Task item>
In the text below on natural parenting and maternal guilt, why does the author say it is no accident that natural parenting pits women against each other and causes shame and guilt?

I spoke to Howarth for her piece and she mentioned my book Push Back: Guilt in the Age of Natural Parenting:

Luckily, An anti-shame canon is growing. Political scientist Courtney Jung’s recent book Lactivism argues that breast milk has become an industry the way formula once was, compounding the incentives and pressures that potentially hurt moms. Amy Tuteur, a former OB, wrote Push Back, a polemic against natural parenting. In Blaming Mothers, legal scholar Linda Fentiman writes that “mothers–and pregnant women–are increasingly seen as exclusively responsible for all aspects of their children’s health and well-being.”

Howarth concludes:

Motherhood in the connected era doesn’t have to be dominated by any myth. Social media can just as easily help celebrate our individual experience and create community through contrast. Moms have to stick together even as we walk our separate paths. We have to spot the templates and realize there are no templates. We have to talk about our failures and realize there are no failures.

But it isn’t an accident that the goddess myth —— natural parenting —— is pitting women against each other and causing shame and guilt. That’s what it was designed to do. Natural parenting is not about raising children; it’s about controlling women.

Specifically, it’s about re-immuring them back into the home. If you were a misogynist who felt threatened by competition from women in business, science and politics, what better way is there to marginalize women once again than to divert them into competing over who has the better vagina and breasts?

That was the conscious plan of the founders of the natural childbirth, lactivism and attachment parenting movements. Grantly Dick-Read, fabricated the racist lie that “primitive” (read black) women had painless childbirth and that white women of the “better classes” who wanted to have painless childbirth, too, simply had to withdraw from competing with men to compete with other women over who had the more “authentic” birth.

Information supplied>
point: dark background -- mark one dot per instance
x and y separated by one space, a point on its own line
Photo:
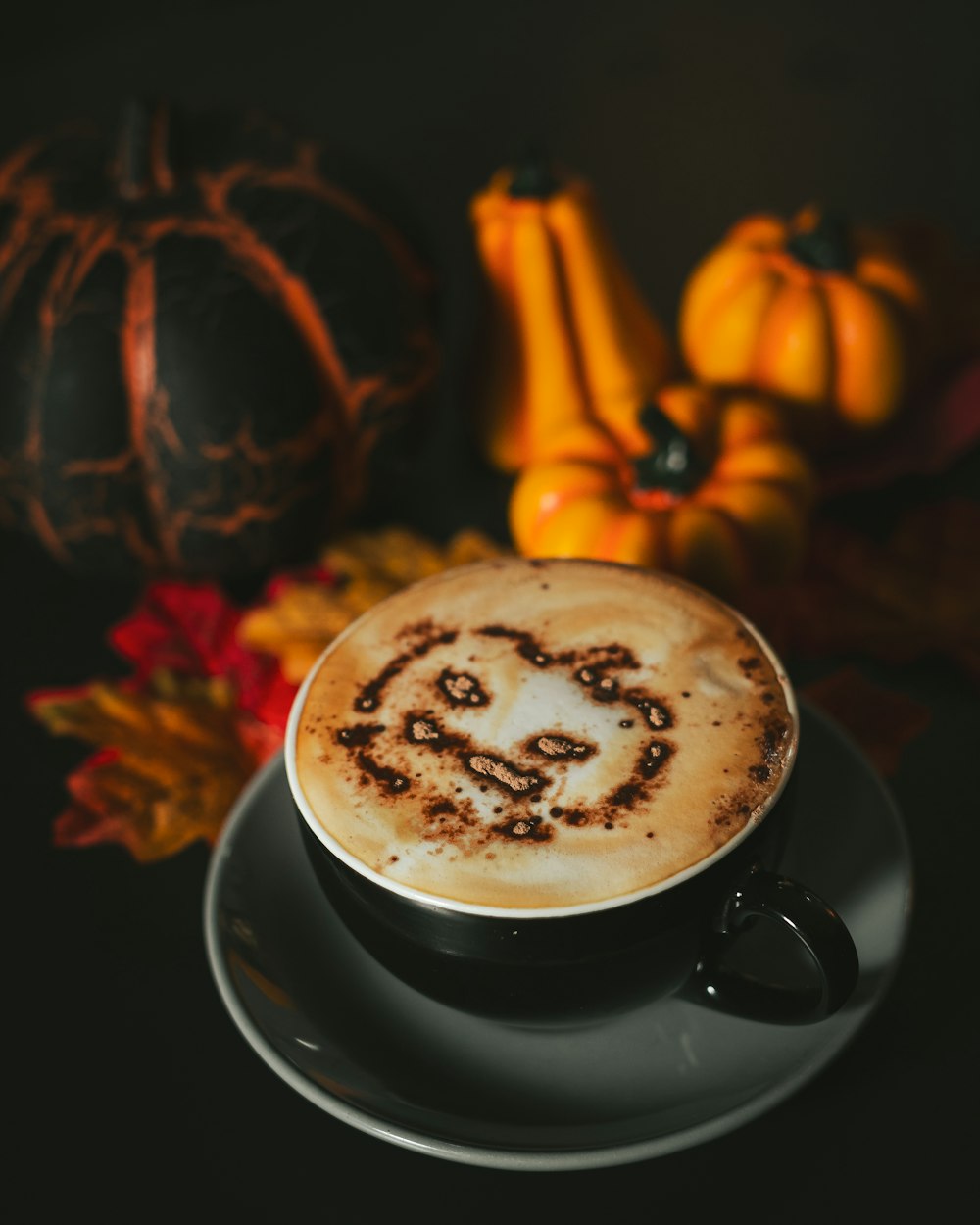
127 1081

Result of this exercise>
The author says it was designed to do that, because natural parenting is about controlling women rather than raising children. Specifically, it aims to push women back into the home by diverting them from competing with men in business, science and politics into competing with each other over "who has the better vagina and breasts."